→ RECORDS PROVIDED:
================================
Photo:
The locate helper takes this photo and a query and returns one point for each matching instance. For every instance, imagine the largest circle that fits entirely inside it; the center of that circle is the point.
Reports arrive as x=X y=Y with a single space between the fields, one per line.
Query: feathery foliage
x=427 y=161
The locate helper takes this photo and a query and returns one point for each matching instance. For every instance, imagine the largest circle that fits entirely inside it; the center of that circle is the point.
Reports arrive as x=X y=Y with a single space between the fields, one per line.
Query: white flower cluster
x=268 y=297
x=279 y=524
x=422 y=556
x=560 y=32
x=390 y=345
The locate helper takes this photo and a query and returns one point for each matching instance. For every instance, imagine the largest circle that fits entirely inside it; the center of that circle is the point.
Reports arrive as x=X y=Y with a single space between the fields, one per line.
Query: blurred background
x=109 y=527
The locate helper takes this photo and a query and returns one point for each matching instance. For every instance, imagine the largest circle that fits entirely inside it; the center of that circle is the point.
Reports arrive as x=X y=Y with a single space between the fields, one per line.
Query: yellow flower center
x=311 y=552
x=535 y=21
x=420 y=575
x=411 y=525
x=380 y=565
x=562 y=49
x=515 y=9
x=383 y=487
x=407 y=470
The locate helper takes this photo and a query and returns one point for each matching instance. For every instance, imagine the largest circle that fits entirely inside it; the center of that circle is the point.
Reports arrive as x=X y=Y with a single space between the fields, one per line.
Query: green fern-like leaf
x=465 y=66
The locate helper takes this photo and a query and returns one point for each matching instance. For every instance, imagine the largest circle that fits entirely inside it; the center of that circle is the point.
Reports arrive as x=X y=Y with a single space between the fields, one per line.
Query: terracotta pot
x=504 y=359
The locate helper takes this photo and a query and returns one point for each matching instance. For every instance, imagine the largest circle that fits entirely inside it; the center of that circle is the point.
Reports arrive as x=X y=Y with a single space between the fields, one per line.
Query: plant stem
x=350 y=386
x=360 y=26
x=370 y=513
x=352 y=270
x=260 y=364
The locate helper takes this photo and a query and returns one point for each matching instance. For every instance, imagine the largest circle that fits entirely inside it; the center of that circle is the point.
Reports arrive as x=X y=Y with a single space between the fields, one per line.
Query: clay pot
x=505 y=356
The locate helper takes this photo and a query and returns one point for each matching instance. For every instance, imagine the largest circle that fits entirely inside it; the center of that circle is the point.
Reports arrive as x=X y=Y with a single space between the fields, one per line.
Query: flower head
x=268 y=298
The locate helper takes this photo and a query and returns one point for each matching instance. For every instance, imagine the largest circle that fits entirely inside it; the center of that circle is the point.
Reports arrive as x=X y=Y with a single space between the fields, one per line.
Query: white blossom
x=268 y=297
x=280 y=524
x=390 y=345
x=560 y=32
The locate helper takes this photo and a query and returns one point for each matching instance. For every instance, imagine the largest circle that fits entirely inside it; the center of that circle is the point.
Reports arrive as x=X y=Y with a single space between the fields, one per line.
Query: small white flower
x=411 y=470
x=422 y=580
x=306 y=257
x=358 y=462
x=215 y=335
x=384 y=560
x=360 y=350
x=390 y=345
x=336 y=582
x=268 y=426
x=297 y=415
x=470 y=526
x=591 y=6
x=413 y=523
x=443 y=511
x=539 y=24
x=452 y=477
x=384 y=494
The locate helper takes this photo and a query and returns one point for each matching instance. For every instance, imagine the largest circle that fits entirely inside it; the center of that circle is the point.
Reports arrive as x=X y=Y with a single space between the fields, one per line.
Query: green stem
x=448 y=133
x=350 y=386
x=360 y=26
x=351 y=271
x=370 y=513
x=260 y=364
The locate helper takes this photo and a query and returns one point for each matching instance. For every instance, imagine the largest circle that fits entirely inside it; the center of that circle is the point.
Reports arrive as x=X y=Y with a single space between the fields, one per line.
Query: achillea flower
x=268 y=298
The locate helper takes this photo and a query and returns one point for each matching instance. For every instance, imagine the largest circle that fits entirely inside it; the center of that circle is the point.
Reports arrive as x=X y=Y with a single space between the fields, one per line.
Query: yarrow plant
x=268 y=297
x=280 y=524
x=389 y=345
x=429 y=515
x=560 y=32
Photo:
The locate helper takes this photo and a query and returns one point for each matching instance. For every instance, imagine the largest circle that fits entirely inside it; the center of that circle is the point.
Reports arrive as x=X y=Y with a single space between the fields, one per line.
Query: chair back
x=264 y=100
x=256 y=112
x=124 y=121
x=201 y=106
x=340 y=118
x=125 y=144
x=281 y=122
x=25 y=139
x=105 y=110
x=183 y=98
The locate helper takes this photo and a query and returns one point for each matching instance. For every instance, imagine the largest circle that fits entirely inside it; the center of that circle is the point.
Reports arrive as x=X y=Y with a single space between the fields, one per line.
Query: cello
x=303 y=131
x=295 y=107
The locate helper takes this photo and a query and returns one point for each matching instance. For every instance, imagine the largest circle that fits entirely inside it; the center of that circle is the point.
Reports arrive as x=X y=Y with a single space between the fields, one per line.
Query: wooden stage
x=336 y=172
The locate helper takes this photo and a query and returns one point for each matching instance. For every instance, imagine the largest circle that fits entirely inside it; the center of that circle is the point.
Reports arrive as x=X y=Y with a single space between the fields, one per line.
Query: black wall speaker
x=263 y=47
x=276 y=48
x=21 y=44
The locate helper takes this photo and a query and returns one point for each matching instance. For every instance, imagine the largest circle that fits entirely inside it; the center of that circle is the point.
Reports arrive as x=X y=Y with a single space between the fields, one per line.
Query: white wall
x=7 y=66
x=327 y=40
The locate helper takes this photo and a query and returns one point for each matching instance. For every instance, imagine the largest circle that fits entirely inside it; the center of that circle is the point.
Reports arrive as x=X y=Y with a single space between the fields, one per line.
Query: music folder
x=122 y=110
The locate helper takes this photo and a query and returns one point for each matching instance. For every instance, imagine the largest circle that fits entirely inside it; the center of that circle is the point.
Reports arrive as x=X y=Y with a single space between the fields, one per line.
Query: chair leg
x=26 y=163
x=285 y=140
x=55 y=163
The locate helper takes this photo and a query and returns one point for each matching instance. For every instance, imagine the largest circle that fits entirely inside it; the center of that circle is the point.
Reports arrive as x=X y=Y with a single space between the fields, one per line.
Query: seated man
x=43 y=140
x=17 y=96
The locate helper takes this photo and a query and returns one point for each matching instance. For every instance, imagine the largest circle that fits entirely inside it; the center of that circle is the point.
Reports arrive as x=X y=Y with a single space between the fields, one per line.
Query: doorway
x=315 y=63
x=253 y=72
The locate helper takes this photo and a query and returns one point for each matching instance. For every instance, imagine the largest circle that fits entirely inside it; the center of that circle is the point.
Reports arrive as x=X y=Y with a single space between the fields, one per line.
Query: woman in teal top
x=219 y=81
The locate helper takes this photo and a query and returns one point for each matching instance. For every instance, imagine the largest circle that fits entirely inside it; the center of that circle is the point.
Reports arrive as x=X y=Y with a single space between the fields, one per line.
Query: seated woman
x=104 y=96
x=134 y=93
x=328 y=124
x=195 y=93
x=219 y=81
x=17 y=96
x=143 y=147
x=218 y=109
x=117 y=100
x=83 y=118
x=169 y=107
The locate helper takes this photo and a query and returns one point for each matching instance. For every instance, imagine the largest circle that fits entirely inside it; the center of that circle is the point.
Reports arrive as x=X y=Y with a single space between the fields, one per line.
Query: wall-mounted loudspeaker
================================
→ TASK TO COMPLETE: Convert every line of the listing above into a JSON list of strings, one string per line, leaving out blank lines.

→ FULL SOLUTION:
[
  "Photo:",
  "The locate helper takes this photo and a query and returns one point for each matching instance. For every instance, imagine the largest circle that fits entirely inside it; the center of that circle is the point.",
  "Reports arrive as x=X y=Y with a single space between the fields, one per line.",
  "Query: feathery foliage",
  "x=427 y=161",
  "The locate helper takes this photo and a query and returns one point for each matching instance. For every instance, imagine the largest circle that fits entirely inside it; the center of that circle is the point.",
  "Reports arrive as x=X y=Y with a single space between the fields, one per line.",
  "Query: white flower cluster",
  "x=268 y=297",
  "x=279 y=524",
  "x=422 y=556",
  "x=560 y=32",
  "x=390 y=345",
  "The locate helper takes this photo and a query and returns one point for each matching instance. For every instance, imagine the largest circle that fits entirely inside it; the center of that circle is the point.",
  "Reports arrive as x=X y=Y with a single space between the fields, one per line.",
  "Query: blurred background",
  "x=109 y=527",
  "The locate helper takes this photo and a query and returns one point for each matching instance. For every instance, imagine the largest circle that fits entirely inside it; the center of that circle is the point.",
  "Reports arrive as x=X y=Y with a single space between the fields, one per line.",
  "Query: yellow flower center",
  "x=311 y=552",
  "x=535 y=21",
  "x=420 y=575",
  "x=411 y=525",
  "x=380 y=565",
  "x=562 y=49",
  "x=515 y=9",
  "x=383 y=487",
  "x=407 y=470",
  "The locate helper takes this photo and a query and returns one point for each matching instance. For every instance, imagine the largest circle that fits entirely inside it; the center of that circle is the point.",
  "Reports arrive as x=X y=Y with a single space between the fields, one per line.",
  "Query: green fern-like leaf",
  "x=465 y=66",
  "The locate helper takes this photo and a query and returns one point for each matching instance. For every instance, imagine the largest circle that fits entirely inside it; the center of that circle is the point.",
  "Reports arrive as x=X y=Y with a single space between the fields, one per line.",
  "Query: terracotta pot",
  "x=504 y=359",
  "The locate helper takes this photo and a query and returns one point for each matching instance. For every instance, imagine the largest circle that fits entirely inside it; the center of that circle is the point.",
  "Reports arrive as x=X y=Y with a single space between the fields, one per line.",
  "Query: plant stem",
  "x=350 y=386",
  "x=360 y=26",
  "x=370 y=513",
  "x=352 y=270",
  "x=260 y=364",
  "The locate helper takes this photo and a query and returns one point for each matching instance. For every instance, imagine the largest circle that fits entirely inside it; the center of that circle is the point.",
  "Reports arrive as x=X y=Y with a single space between the fields, one per line.",
  "Query: clay pot",
  "x=505 y=356",
  "The locate helper takes this photo and a query and returns one point for each matching instance. For every instance, imagine the largest circle that fits entirely inside it; the center of that circle is the point.",
  "Reports arrive as x=X y=Y with a single space between the fields, one per line.",
  "Query: flower head",
  "x=268 y=298",
  "The locate helper takes this photo and a query and returns one point for each matching instance. For every instance, imagine the largest circle that fits entirely inside it; the center of that circle is the point.",
  "Reports arrive as x=X y=Y with a single space between the fields, one per line.",
  "Query: white blossom",
  "x=268 y=297",
  "x=280 y=524",
  "x=390 y=345",
  "x=560 y=32",
  "The locate helper takes this photo and a query and returns one point for each matching instance. For every instance, imagine the largest circle that fits entirely inside it; the center of that circle is the point.",
  "Reports arrive as x=X y=Y with a single space between the fields, one per line.",
  "Query: small white flower",
  "x=411 y=470",
  "x=422 y=580",
  "x=306 y=257",
  "x=358 y=462",
  "x=215 y=335",
  "x=384 y=560",
  "x=360 y=350",
  "x=390 y=345",
  "x=336 y=582",
  "x=268 y=426",
  "x=297 y=415",
  "x=470 y=526",
  "x=591 y=6",
  "x=413 y=523",
  "x=443 y=511",
  "x=539 y=24",
  "x=452 y=477",
  "x=384 y=494",
  "The locate helper takes this photo and a query and returns one point for each matching instance. For every instance, imagine the largest circle that fits entirely inside it; the center of that circle is the point.",
  "Reports arrive as x=X y=Y with a single space between the fields, one per line.",
  "Query: green stem",
  "x=448 y=133",
  "x=350 y=386",
  "x=360 y=26",
  "x=351 y=271",
  "x=370 y=513",
  "x=260 y=364",
  "The locate helper takes this photo and a query and returns one point for each matching instance. For every instance, imagine the largest circle that fits entirely inside it; the center of that circle is the point.",
  "Reports arrive as x=X y=Y with a single space between the fields, one per line.",
  "Query: achillea flower",
  "x=268 y=298",
  "The locate helper takes this photo and a query and returns one point for each matching instance. For every instance, imagine the largest circle that fits entirely inside it; the center of that circle is the point.",
  "Reports arrive as x=X y=Y with a single space between the fields, one per line.",
  "Query: yarrow plant",
  "x=268 y=297",
  "x=280 y=524",
  "x=389 y=345",
  "x=429 y=515",
  "x=560 y=32",
  "Photo:",
  "The locate helper takes this photo and a query and returns one point for each matching instance. For every instance, imagine the largest circle that fits entirely inside it; the center of that circle is the point.",
  "Reports arrive as x=X y=Y with a single space between the fields, one per line.",
  "Query: chair back",
  "x=264 y=100",
  "x=256 y=112",
  "x=124 y=121",
  "x=201 y=106",
  "x=340 y=118",
  "x=125 y=144",
  "x=281 y=122",
  "x=25 y=139",
  "x=105 y=110",
  "x=183 y=98",
  "The locate helper takes this photo and a query and returns one point for each matching instance. For every instance, imagine the largest circle that fits entirely inside it; the center of that circle is the point.",
  "Reports arrive as x=X y=Y with a single space between the fields, one per line.",
  "Query: cello",
  "x=303 y=131",
  "x=295 y=107",
  "The locate helper takes this photo and a query and returns one point for each matching instance. For every instance, imagine the largest circle that fits entirely inside it; the center of that circle is the point.",
  "Reports arrive as x=X y=Y with a single space between the fields, one per line.",
  "Query: wooden stage",
  "x=336 y=172",
  "The locate helper takes this photo and a query and returns one point for each matching instance. For every instance, imagine the largest circle that fits entirely inside it; the center of that circle is the point.",
  "Reports arrive as x=X y=Y with a single space between the fields, one per line.",
  "Query: black wall speaker",
  "x=263 y=47",
  "x=276 y=48",
  "x=21 y=44",
  "The locate helper takes this photo and a query and returns one point for each matching instance. For every instance, imagine the largest circle that fits entirely inside it; the center of that circle is the point.",
  "Reports arrive as x=X y=Y with a single space between the fields, one per line.",
  "Query: white wall",
  "x=7 y=66",
  "x=327 y=40",
  "The locate helper takes this photo and a query and returns one point for each matching instance. For every instance, imagine the largest circle that fits entirely inside it; the center of that circle is the point.",
  "Reports arrive as x=X y=Y with a single space between the fields, one per line.",
  "Query: music folder",
  "x=122 y=110",
  "The locate helper takes this photo and a query and returns one point for each matching instance. For every instance, imagine the largest circle that fits entirely inside it; the center of that circle is the point.",
  "Reports arrive as x=X y=Y with a single space between the fields, one per line.",
  "Query: chair leg",
  "x=26 y=163",
  "x=285 y=140",
  "x=55 y=163",
  "The locate helper takes this photo and a query and returns one point for each matching instance. For every instance, imagine the largest circle that fits entirely inside it; the center of that circle is the point.",
  "Reports arrive as x=X y=Y with a single space between the fields, one per line.",
  "Query: seated man",
  "x=43 y=140",
  "x=17 y=96",
  "The locate helper takes this photo and a query and returns one point for each matching instance. For every instance, imagine the largest circle that fits entirely inside it; the center of that circle is the point.",
  "Reports arrive as x=X y=Y with a single space between the fields, one per line.",
  "Query: doorway",
  "x=315 y=63",
  "x=253 y=72",
  "The locate helper takes this photo and a query and returns one point for each matching instance. For every instance, imagine the largest circle that fits entirely inside it; the center of that circle is the point.",
  "Reports arrive as x=X y=Y with a single space between the fields, one per line.",
  "Query: woman in teal top",
  "x=219 y=81",
  "The locate helper takes this photo and a query and returns one point for each matching instance. For every instance, imagine the largest circle that fits entirely inside it; the center of that circle is the point.",
  "Reports arrive as x=X y=Y with a single space between the fields, one per line.",
  "Query: seated woman",
  "x=104 y=96",
  "x=134 y=93",
  "x=328 y=124",
  "x=195 y=93",
  "x=219 y=81",
  "x=17 y=96",
  "x=143 y=147",
  "x=218 y=109",
  "x=117 y=100",
  "x=83 y=118",
  "x=169 y=107",
  "The locate helper takes this photo and a query and returns one point for each matching instance. For every instance, imagine the largest circle that fits entirely inside it; the center of that circle is the point.",
  "Reports arrive as x=X y=Y with a single space between the fields, one per line.",
  "Query: wall-mounted loudspeaker"
]